• [Texto proporcionado]:
Se dice que Star Trek se inspiró en el concepto de frontera y «lejano oeste» característico de la cultura norteamericana, pero es difícil explicar toda la serie con tan solo esta idea. Es inevitable suponer que para dotarla de suficiente consistencia se recurriese a la literatura de ciencia-ficción de la reciente época dorada. Una de esas obras pudo ser El viaje del Beagle Espacial (Alfred. B. van Vogt, 1950), donde una tripulación multidisciplinar viaja a bordo de una magnífica astronave a través del cosmos, en una misión que durará varios años y con el objeto de avanzar en el conocimiento. El parecido es evidente.
En la obra de van Vogt se especula imaginando a la Especie Humana explorando el Cosmos y enfrentándose a los insondables misterios que —supuestamente— esconde. Para ello, se argumenta que será necesario utilizar nuevos paradigmas de conocimiento para comprenderlos. Salvo la ausencia de mujeres en la tripulación del Beagle Espacial —toda obra es hija de su tiempo— ambas obras comparten ese mismo mensaje que en el caso de Star Trek quedaba visualmente evidente clasificando a la tripulación por los colores de sus camisetas, integrando de esta manera a oficiales, ingenieros y científicos como un todo, trabajando en cooperación. De esta manera, todo en la serie tenía su justificación y explicación, por llamativo, exótico o pintoresco que pareciera. De hecho, se trataba precisamente de romper viejos prejuicios.
La escasez de presupuesto que la siempre reticente Paramount destinaba a la serie, y la precariedad tecnológica que contrastaba con las necesidades de efectos visuales de una serie avanzada a su tiempo, tuvieron como resultado unos escenarios de cartón piedra y escasez de escenas con efectos especiales, que hoy en día se ven muy pobres. Sin embargo, su visionado es soportable gracias a los buenos guiones y a la imaginación con la que se supo suplir la falta de recursos.
El resultado tal vez inesperado de este esfuerzo creativo fue el de la aparición en la pantalla de una serie de artilugios que han perdurado notablemente en el imaginario del género. Destaca sobre todos del «teletransportador» —artefacto que algunos lectores hispanos pudieron conocer gracias a Pascual Enguidanos— usado para evitarse las escenas de aterrizaje y despegue las cuales consumian gran parte del presupuesto. No sólo en la ficción, otros dispositivos que aparecen en la serie se diría que han sido inspiración para sus equivalentes de hoy en día: comunicadores y teléfonos móviles, memorias de almacenamiento y unidades USB, el «tricorder» y dispositivos telemétricos actuales. Incluso se pudo observar a un antecedente —lejano— de los Tablet.

• [Datos suministrados]:
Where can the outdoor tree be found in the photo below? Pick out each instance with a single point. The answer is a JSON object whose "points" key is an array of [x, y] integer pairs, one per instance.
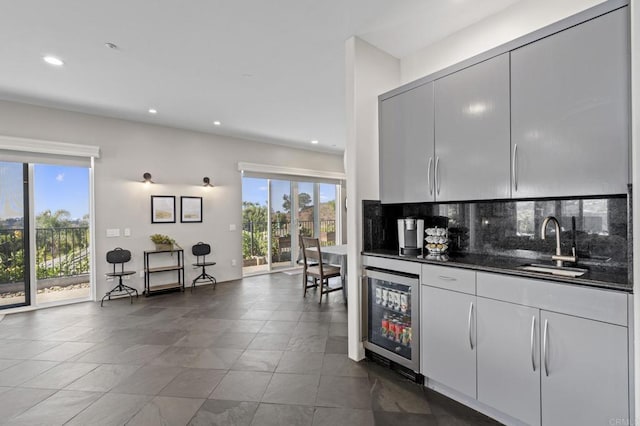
{"points": [[304, 200]]}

• [Solicitud escrita]: Actualice el pasaje del texto sobre Star Trek que comienza en "El resultado tal" y termina en "de los Tablet.", reemplazando "teletransportador" por "transportador de materia".

• [Solución propuesta]:
El resultado tal vez inesperado de este esfuerzo creativo fue el de la aparición en la pantalla de una serie de artilugios que han perdurado notablemente en el imaginario del género. Destaca sobre todos del «transportador de materia» —artefacto que algunos lectores hispanos pudieron conocer gracias a Pascual Enguidanos— usado para evitarse las escenas de aterrizaje y despegue las cuales consumian gran parte del presupuesto. No sólo en la ficción, otros dispositivos que aparecen en la serie se diría que han sido inspiración para sus equivalentes de hoy en día: comunicadores y teléfonos móviles, memorias de almacenamiento y unidades USB, el «tricorder» y dispositivos telemétricos actuales. Incluso se pudo observar a un antecedente —lejano— de los Tablet.